*DATA TO PROCESS*:
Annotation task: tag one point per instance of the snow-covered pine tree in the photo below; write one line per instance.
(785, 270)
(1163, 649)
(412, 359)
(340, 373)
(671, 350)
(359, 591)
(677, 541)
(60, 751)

*WRITTEN INSTRUCTION*:
Copy out every row above word for word, keeping their order and putting each on its own line.

*FULL ANSWER*:
Annotation task: tag one point per instance of the snow-covered pine tree in the photo below; write one line per instance.
(785, 270)
(1163, 649)
(412, 359)
(340, 373)
(671, 350)
(359, 591)
(677, 541)
(60, 751)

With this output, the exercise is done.